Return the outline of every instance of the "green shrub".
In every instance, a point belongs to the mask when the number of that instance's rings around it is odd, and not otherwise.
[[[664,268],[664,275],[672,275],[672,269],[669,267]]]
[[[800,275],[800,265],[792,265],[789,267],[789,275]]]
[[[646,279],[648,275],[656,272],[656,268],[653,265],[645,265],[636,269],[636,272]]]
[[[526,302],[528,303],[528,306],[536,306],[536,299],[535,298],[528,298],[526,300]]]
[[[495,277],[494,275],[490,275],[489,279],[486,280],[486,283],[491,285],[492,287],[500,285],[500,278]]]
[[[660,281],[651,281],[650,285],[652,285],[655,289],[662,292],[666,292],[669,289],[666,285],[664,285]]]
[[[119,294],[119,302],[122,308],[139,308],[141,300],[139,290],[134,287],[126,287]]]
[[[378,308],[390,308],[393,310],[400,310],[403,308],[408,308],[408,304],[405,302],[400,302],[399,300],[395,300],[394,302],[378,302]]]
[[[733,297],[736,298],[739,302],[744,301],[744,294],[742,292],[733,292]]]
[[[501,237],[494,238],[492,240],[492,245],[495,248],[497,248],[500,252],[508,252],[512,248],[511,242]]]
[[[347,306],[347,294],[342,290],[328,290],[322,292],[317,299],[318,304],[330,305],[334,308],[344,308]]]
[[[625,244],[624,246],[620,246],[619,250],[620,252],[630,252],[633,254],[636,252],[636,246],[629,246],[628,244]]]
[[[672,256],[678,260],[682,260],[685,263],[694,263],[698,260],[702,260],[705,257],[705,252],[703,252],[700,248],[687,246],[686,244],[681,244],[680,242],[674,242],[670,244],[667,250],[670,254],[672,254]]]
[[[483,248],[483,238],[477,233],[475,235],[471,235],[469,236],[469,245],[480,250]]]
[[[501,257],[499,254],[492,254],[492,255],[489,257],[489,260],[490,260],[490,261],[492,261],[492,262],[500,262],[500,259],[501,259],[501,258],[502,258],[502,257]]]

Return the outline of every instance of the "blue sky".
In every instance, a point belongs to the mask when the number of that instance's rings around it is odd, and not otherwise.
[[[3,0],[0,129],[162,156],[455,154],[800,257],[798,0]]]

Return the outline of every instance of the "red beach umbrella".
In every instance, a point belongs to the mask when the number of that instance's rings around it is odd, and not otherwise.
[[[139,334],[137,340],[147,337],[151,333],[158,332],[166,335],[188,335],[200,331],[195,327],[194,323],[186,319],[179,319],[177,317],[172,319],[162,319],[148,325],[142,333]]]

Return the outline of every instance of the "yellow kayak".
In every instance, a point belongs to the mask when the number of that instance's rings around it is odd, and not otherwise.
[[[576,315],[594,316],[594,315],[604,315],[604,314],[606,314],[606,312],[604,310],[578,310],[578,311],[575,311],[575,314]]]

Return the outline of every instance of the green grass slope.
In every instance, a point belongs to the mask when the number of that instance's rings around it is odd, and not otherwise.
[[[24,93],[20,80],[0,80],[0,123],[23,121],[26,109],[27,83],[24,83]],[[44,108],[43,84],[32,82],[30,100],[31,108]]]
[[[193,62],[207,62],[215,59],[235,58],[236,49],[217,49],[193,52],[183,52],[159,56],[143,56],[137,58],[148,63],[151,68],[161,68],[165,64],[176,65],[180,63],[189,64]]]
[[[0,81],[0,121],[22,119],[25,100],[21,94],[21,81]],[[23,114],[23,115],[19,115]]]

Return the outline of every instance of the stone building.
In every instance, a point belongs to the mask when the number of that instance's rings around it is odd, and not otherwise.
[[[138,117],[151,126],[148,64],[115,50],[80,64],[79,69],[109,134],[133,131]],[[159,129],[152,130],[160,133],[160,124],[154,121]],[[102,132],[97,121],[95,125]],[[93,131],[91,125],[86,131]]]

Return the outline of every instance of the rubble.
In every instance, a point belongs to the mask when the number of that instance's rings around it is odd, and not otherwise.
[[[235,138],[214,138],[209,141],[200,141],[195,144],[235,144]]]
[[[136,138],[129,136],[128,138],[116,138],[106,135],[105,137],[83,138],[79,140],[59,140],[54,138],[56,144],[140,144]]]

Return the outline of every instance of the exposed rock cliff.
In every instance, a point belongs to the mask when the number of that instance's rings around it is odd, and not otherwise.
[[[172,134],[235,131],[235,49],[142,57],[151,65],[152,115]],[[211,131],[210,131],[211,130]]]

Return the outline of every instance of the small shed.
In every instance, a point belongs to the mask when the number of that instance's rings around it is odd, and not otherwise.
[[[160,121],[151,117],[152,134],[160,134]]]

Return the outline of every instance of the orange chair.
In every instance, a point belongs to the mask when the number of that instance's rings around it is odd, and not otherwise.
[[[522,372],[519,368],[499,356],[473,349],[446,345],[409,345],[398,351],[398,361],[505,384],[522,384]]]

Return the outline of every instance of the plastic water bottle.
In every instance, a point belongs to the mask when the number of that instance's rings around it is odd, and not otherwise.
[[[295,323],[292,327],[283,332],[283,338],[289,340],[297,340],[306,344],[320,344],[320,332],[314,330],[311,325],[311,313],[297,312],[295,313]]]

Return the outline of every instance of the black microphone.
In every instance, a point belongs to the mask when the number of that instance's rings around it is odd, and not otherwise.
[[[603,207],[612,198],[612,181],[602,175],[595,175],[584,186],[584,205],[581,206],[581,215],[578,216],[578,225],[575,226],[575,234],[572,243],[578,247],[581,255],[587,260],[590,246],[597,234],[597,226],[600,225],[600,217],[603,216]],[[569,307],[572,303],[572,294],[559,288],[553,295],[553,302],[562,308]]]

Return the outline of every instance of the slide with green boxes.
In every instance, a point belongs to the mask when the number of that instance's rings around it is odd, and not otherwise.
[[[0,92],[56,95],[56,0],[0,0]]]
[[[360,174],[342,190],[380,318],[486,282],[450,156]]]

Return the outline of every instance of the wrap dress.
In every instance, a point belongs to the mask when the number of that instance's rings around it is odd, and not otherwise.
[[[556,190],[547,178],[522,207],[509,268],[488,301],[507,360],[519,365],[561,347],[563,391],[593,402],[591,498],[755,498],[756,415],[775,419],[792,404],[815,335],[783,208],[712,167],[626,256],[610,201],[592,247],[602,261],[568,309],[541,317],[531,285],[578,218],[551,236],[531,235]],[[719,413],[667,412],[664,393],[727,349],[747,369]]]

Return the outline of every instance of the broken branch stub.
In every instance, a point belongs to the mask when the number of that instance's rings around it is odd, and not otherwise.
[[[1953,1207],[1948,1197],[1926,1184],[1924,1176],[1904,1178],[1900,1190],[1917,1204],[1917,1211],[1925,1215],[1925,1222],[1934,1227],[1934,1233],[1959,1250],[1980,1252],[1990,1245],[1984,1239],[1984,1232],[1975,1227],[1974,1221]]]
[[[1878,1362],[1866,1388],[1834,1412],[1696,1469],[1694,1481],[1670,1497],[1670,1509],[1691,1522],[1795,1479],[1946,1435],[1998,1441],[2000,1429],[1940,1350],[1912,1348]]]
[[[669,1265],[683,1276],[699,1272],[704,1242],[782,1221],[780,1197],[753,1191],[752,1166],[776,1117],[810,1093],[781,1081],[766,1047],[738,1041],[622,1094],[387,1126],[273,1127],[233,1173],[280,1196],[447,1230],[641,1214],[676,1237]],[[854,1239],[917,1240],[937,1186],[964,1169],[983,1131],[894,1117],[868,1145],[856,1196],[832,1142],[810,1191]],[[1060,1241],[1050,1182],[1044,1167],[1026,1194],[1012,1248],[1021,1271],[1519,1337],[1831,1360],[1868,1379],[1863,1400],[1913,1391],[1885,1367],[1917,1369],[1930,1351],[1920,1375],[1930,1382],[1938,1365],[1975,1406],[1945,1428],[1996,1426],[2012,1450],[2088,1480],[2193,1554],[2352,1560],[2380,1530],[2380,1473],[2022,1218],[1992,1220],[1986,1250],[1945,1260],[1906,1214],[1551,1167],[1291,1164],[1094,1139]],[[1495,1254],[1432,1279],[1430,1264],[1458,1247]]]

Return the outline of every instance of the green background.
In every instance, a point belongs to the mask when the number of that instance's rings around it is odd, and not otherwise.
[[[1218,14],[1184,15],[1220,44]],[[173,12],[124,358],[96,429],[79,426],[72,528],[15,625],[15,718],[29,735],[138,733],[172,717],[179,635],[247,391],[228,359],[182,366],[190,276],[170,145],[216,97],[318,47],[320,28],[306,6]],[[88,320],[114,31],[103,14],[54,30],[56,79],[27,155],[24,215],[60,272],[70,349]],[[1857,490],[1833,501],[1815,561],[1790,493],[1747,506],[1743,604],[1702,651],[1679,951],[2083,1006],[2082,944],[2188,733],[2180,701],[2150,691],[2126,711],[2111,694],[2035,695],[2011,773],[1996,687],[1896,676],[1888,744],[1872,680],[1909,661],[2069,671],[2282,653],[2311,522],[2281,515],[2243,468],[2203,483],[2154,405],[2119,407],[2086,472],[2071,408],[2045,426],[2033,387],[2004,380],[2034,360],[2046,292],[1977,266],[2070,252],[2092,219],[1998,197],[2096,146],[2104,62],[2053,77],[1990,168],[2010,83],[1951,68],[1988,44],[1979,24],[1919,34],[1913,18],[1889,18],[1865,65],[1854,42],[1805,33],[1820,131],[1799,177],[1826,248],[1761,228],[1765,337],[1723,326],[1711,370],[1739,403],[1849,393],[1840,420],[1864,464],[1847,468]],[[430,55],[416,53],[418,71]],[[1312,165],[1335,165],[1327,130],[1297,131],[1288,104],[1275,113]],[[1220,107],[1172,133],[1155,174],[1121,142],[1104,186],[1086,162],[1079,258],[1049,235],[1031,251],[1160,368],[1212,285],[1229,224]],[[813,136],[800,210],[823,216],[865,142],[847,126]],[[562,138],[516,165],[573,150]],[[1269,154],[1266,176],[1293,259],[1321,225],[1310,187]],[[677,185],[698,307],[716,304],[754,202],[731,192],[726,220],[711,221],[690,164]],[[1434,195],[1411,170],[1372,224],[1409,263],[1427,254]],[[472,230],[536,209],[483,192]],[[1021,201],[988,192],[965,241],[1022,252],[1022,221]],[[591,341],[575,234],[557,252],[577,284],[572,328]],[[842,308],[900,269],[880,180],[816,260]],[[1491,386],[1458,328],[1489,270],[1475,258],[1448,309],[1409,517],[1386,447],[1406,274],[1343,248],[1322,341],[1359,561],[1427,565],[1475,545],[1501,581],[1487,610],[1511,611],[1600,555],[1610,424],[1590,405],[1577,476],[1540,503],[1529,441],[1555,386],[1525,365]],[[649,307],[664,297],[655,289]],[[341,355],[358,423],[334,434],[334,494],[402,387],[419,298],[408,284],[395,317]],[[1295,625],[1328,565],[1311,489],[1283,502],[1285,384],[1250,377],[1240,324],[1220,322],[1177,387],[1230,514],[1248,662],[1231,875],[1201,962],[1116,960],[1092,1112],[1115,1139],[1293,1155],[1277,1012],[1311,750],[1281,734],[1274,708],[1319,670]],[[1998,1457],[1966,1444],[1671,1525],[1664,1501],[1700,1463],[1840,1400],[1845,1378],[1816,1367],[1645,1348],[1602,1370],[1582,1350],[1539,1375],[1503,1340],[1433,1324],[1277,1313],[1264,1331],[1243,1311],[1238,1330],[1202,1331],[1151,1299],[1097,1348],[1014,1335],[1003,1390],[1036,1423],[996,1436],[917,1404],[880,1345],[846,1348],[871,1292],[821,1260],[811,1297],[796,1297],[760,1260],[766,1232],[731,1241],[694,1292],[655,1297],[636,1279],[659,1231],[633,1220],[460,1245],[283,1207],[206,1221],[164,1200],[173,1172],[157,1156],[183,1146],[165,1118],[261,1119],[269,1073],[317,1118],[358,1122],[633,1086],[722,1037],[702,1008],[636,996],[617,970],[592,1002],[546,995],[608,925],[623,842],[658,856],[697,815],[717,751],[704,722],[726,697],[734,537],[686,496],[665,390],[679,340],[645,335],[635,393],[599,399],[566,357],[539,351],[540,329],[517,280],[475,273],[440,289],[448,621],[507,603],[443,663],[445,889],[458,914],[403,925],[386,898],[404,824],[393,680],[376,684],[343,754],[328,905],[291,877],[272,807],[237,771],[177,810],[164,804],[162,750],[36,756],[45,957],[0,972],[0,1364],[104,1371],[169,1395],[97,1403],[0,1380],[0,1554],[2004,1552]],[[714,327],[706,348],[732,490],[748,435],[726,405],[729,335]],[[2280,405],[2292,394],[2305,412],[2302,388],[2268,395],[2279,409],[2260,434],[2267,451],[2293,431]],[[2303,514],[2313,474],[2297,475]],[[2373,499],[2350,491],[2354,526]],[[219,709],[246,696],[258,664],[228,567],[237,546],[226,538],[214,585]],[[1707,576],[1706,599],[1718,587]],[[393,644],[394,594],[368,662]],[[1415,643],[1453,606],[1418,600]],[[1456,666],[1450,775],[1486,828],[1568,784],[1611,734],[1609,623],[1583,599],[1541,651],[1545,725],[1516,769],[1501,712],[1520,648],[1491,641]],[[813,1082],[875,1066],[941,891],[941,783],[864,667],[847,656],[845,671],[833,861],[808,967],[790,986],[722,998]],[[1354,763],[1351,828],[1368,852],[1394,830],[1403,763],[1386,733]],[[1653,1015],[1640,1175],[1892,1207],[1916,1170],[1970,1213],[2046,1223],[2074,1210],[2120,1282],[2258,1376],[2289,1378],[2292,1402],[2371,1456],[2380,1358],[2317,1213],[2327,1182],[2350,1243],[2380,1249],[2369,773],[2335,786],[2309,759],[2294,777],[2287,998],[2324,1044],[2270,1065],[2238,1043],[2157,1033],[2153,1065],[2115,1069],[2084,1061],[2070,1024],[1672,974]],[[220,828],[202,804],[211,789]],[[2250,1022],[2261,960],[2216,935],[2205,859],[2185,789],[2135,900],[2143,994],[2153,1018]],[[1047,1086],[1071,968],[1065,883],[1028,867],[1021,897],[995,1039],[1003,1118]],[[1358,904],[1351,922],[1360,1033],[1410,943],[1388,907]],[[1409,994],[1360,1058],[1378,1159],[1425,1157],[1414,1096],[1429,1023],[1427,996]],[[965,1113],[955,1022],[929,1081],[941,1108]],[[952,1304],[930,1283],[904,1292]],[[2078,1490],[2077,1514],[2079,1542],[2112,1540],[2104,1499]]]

::::

Bring together each line above where the string "green" turns up.

◆ Solution for this exercise ◆
Return the outline of every instance of the "green shrub".
Return the outline of every instance of the green grass slope.
Return the outline of every instance of the slide with green boxes.
Return the outline of every instance of the green background.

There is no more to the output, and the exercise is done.